Dataset records:
##############################

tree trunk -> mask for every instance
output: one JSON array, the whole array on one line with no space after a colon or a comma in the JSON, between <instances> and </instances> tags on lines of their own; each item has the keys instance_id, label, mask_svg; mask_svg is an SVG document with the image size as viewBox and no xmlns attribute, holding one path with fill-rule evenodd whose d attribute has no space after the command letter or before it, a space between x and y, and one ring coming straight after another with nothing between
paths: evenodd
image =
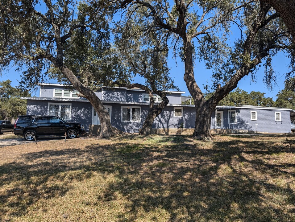
<instances>
[{"instance_id":1,"label":"tree trunk","mask_svg":"<svg viewBox=\"0 0 295 222\"><path fill-rule=\"evenodd\" d=\"M196 121L193 136L212 137L210 129L212 111L208 106L204 95L196 82L193 73L193 49L192 43L185 38L184 39L185 46L185 74L184 79L196 107Z\"/></svg>"},{"instance_id":2,"label":"tree trunk","mask_svg":"<svg viewBox=\"0 0 295 222\"><path fill-rule=\"evenodd\" d=\"M213 110L206 106L196 107L196 121L193 136L211 137L211 115Z\"/></svg>"},{"instance_id":3,"label":"tree trunk","mask_svg":"<svg viewBox=\"0 0 295 222\"><path fill-rule=\"evenodd\" d=\"M295 0L261 0L272 6L279 14L295 43Z\"/></svg>"},{"instance_id":4,"label":"tree trunk","mask_svg":"<svg viewBox=\"0 0 295 222\"><path fill-rule=\"evenodd\" d=\"M83 84L64 64L56 60L52 62L69 79L74 88L89 101L96 111L100 120L99 138L108 138L113 136L110 115L99 98L92 90Z\"/></svg>"},{"instance_id":5,"label":"tree trunk","mask_svg":"<svg viewBox=\"0 0 295 222\"><path fill-rule=\"evenodd\" d=\"M169 102L168 98L165 96L162 97L163 101L156 107L149 111L148 116L143 123L139 135L148 135L152 134L153 123L157 117L160 115L164 108Z\"/></svg>"}]
</instances>

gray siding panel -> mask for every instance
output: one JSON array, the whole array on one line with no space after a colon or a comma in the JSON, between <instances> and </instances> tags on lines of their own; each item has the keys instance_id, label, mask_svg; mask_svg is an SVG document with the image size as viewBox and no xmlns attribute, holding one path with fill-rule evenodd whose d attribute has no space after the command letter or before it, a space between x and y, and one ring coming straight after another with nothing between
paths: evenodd
<instances>
[{"instance_id":1,"label":"gray siding panel","mask_svg":"<svg viewBox=\"0 0 295 222\"><path fill-rule=\"evenodd\" d=\"M48 103L54 103L52 101L28 100L27 114L29 115L48 115ZM81 122L84 124L88 130L89 125L92 122L92 107L90 103L79 102L66 102L72 104L71 122Z\"/></svg>"},{"instance_id":2,"label":"gray siding panel","mask_svg":"<svg viewBox=\"0 0 295 222\"><path fill-rule=\"evenodd\" d=\"M218 111L223 111L223 128L230 129L228 123L228 109L221 109ZM237 111L237 120L238 123L235 127L241 129L267 133L289 133L291 132L290 111L281 110L256 109L255 108L234 109ZM251 120L251 111L256 111L257 120ZM276 121L275 112L280 112L281 121ZM215 127L215 113L212 113L211 119L211 128ZM257 125L256 125L257 124ZM256 128L257 127L257 128Z\"/></svg>"},{"instance_id":3,"label":"gray siding panel","mask_svg":"<svg viewBox=\"0 0 295 222\"><path fill-rule=\"evenodd\" d=\"M127 89L127 92L126 101L143 102L142 98L142 94L143 92L140 91L128 90Z\"/></svg>"},{"instance_id":4,"label":"gray siding panel","mask_svg":"<svg viewBox=\"0 0 295 222\"><path fill-rule=\"evenodd\" d=\"M125 101L126 97L126 90L125 89L103 88L102 100Z\"/></svg>"},{"instance_id":5,"label":"gray siding panel","mask_svg":"<svg viewBox=\"0 0 295 222\"><path fill-rule=\"evenodd\" d=\"M251 120L250 112L256 111L257 120ZM275 113L280 112L281 121L275 121ZM268 133L290 133L291 131L291 119L290 111L285 110L255 109L241 109L239 114L242 122L256 124L257 131ZM248 128L255 130L255 125L246 124Z\"/></svg>"},{"instance_id":6,"label":"gray siding panel","mask_svg":"<svg viewBox=\"0 0 295 222\"><path fill-rule=\"evenodd\" d=\"M136 94L135 94L136 95ZM27 101L27 115L46 115L48 114L48 103L52 101L28 100ZM89 125L92 123L92 106L89 102L67 102L65 103L72 104L71 121L81 122L84 124L86 130ZM125 132L138 133L139 129L142 126L148 114L148 105L129 105L124 104L111 103L105 104L106 105L112 106L112 125ZM140 106L141 107L141 121L139 122L121 121L121 108L123 106ZM194 107L183 107L183 117L173 116L174 107L166 106L162 113L155 120L153 124L153 128L178 128L183 123L185 128L194 128L195 127L195 112ZM218 111L223 111L223 128L229 128L228 123L228 109L218 109ZM232 109L231 110L234 110ZM281 113L281 121L275 121L274 110L237 109L237 121L243 123L239 124L240 128L255 131L256 128L254 124L258 124L257 131L269 133L289 133L291 131L290 111L282 110ZM257 121L251 121L250 111L256 111L257 113ZM215 113L214 112L211 116L211 129L215 127ZM244 124L243 123L251 124Z\"/></svg>"}]
</instances>

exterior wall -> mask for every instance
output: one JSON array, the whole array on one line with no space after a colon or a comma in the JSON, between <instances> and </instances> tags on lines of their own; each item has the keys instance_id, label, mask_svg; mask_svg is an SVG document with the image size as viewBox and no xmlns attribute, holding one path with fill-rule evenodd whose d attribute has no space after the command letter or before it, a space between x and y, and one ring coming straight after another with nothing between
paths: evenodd
<instances>
[{"instance_id":1,"label":"exterior wall","mask_svg":"<svg viewBox=\"0 0 295 222\"><path fill-rule=\"evenodd\" d=\"M127 102L144 102L142 97L143 94L146 94L145 92L128 90L127 91ZM181 94L179 93L167 93L167 98L169 100L170 104L181 104Z\"/></svg>"},{"instance_id":2,"label":"exterior wall","mask_svg":"<svg viewBox=\"0 0 295 222\"><path fill-rule=\"evenodd\" d=\"M142 91L129 90L127 89L126 101L133 102L143 102L142 94L143 92L144 92Z\"/></svg>"},{"instance_id":3,"label":"exterior wall","mask_svg":"<svg viewBox=\"0 0 295 222\"><path fill-rule=\"evenodd\" d=\"M257 120L251 120L250 112L251 111L256 111ZM281 113L281 121L276 121L275 112L280 112ZM290 111L284 110L255 109L241 109L239 114L241 122L258 124L257 131L258 132L268 133L290 133L291 132L291 119ZM238 122L240 121L238 119ZM246 124L248 125L246 130L256 130L255 125ZM247 128L248 129L247 129Z\"/></svg>"},{"instance_id":4,"label":"exterior wall","mask_svg":"<svg viewBox=\"0 0 295 222\"><path fill-rule=\"evenodd\" d=\"M102 90L102 100L105 101L126 101L126 89L104 88Z\"/></svg>"},{"instance_id":5,"label":"exterior wall","mask_svg":"<svg viewBox=\"0 0 295 222\"><path fill-rule=\"evenodd\" d=\"M228 123L229 109L218 109L218 111L223 111L223 124L224 129L230 128ZM289 133L291 131L290 111L288 110L255 109L231 109L237 111L237 121L235 128L250 131L267 133ZM257 120L251 120L251 112L256 111ZM276 121L275 112L281 113L281 121ZM211 117L211 129L215 129L215 114ZM257 124L256 125L255 124Z\"/></svg>"},{"instance_id":6,"label":"exterior wall","mask_svg":"<svg viewBox=\"0 0 295 222\"><path fill-rule=\"evenodd\" d=\"M170 104L181 104L181 94L179 93L168 93L166 94L167 98L169 100Z\"/></svg>"},{"instance_id":7,"label":"exterior wall","mask_svg":"<svg viewBox=\"0 0 295 222\"><path fill-rule=\"evenodd\" d=\"M92 107L89 102L28 100L27 114L48 115L48 102L71 103L72 111L70 121L83 123L86 131L88 130L89 125L92 123Z\"/></svg>"},{"instance_id":8,"label":"exterior wall","mask_svg":"<svg viewBox=\"0 0 295 222\"><path fill-rule=\"evenodd\" d=\"M64 87L62 86L41 85L40 86L40 97L53 97L53 89L62 89Z\"/></svg>"}]
</instances>

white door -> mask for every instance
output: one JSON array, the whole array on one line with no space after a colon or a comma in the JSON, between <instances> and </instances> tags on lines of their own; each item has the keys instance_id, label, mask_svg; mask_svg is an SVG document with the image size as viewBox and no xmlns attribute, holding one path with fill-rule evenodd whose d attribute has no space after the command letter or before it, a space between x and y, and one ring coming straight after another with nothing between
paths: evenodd
<instances>
[{"instance_id":1,"label":"white door","mask_svg":"<svg viewBox=\"0 0 295 222\"><path fill-rule=\"evenodd\" d=\"M105 108L108 111L108 113L110 115L110 117L111 119L111 123L112 120L112 106L104 106ZM98 115L96 113L96 112L92 107L92 124L93 125L99 125L100 124L100 120Z\"/></svg>"},{"instance_id":2,"label":"white door","mask_svg":"<svg viewBox=\"0 0 295 222\"><path fill-rule=\"evenodd\" d=\"M216 112L216 128L217 129L223 128L223 112L222 111L217 111Z\"/></svg>"}]
</instances>

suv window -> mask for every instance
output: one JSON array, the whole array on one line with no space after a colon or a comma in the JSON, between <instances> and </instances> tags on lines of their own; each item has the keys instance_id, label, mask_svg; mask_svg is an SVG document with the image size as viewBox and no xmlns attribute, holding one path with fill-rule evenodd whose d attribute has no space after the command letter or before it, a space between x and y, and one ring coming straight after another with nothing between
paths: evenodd
<instances>
[{"instance_id":1,"label":"suv window","mask_svg":"<svg viewBox=\"0 0 295 222\"><path fill-rule=\"evenodd\" d=\"M35 117L34 123L44 123L49 122L48 117Z\"/></svg>"},{"instance_id":2,"label":"suv window","mask_svg":"<svg viewBox=\"0 0 295 222\"><path fill-rule=\"evenodd\" d=\"M53 123L59 123L61 120L56 117L48 117L49 122Z\"/></svg>"},{"instance_id":3,"label":"suv window","mask_svg":"<svg viewBox=\"0 0 295 222\"><path fill-rule=\"evenodd\" d=\"M18 123L31 123L34 118L33 117L20 117L17 121Z\"/></svg>"}]
</instances>

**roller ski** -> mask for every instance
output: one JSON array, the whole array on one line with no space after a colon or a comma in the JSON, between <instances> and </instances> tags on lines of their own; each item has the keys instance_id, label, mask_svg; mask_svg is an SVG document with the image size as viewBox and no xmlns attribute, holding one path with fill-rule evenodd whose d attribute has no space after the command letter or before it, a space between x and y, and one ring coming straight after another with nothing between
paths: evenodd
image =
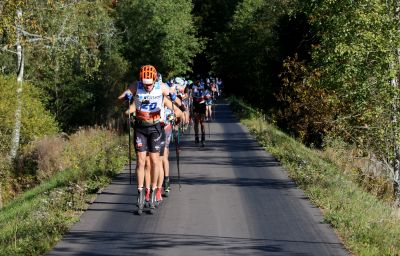
<instances>
[{"instance_id":1,"label":"roller ski","mask_svg":"<svg viewBox=\"0 0 400 256\"><path fill-rule=\"evenodd\" d=\"M150 208L150 189L146 188L146 195L144 197L144 208Z\"/></svg>"},{"instance_id":2,"label":"roller ski","mask_svg":"<svg viewBox=\"0 0 400 256\"><path fill-rule=\"evenodd\" d=\"M144 191L144 189L140 189L140 190L138 190L138 198L137 198L137 203L136 203L136 205L138 207L136 213L138 215L142 215L143 210L144 210L144 204L145 204L145 191Z\"/></svg>"},{"instance_id":3,"label":"roller ski","mask_svg":"<svg viewBox=\"0 0 400 256\"><path fill-rule=\"evenodd\" d=\"M171 191L171 185L169 183L169 179L164 180L164 196L168 197L170 191Z\"/></svg>"},{"instance_id":4,"label":"roller ski","mask_svg":"<svg viewBox=\"0 0 400 256\"><path fill-rule=\"evenodd\" d=\"M150 204L149 204L149 214L154 214L156 211L156 190L150 191Z\"/></svg>"},{"instance_id":5,"label":"roller ski","mask_svg":"<svg viewBox=\"0 0 400 256\"><path fill-rule=\"evenodd\" d=\"M161 188L156 189L156 207L160 206L162 203Z\"/></svg>"}]
</instances>

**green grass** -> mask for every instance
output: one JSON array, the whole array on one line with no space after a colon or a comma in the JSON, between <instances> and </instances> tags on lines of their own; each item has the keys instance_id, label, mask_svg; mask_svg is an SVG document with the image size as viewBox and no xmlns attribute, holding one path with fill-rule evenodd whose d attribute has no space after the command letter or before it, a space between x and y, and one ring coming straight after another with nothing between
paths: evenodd
<instances>
[{"instance_id":1,"label":"green grass","mask_svg":"<svg viewBox=\"0 0 400 256\"><path fill-rule=\"evenodd\" d=\"M305 147L265 122L259 111L231 98L237 113L259 143L273 154L322 209L324 219L355 255L400 255L400 209L358 186L321 152Z\"/></svg>"},{"instance_id":2,"label":"green grass","mask_svg":"<svg viewBox=\"0 0 400 256\"><path fill-rule=\"evenodd\" d=\"M70 168L22 193L1 210L0 255L48 252L79 220L93 193L127 162L121 138L107 131L83 132L69 143L65 154L74 159Z\"/></svg>"}]
</instances>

##############################

To be done: Pull out every line of the data above that contains the string "green", matching upper and lower case exactly.

Solution below:
**green grass** -> mask for every instance
[{"instance_id":1,"label":"green grass","mask_svg":"<svg viewBox=\"0 0 400 256\"><path fill-rule=\"evenodd\" d=\"M305 147L265 122L259 111L231 98L237 113L259 143L273 154L322 209L324 219L355 255L400 255L400 209L358 186L321 152Z\"/></svg>"},{"instance_id":2,"label":"green grass","mask_svg":"<svg viewBox=\"0 0 400 256\"><path fill-rule=\"evenodd\" d=\"M70 168L22 193L1 210L0 255L48 252L79 220L93 193L127 162L121 138L107 131L83 132L69 143L65 154L74 159Z\"/></svg>"}]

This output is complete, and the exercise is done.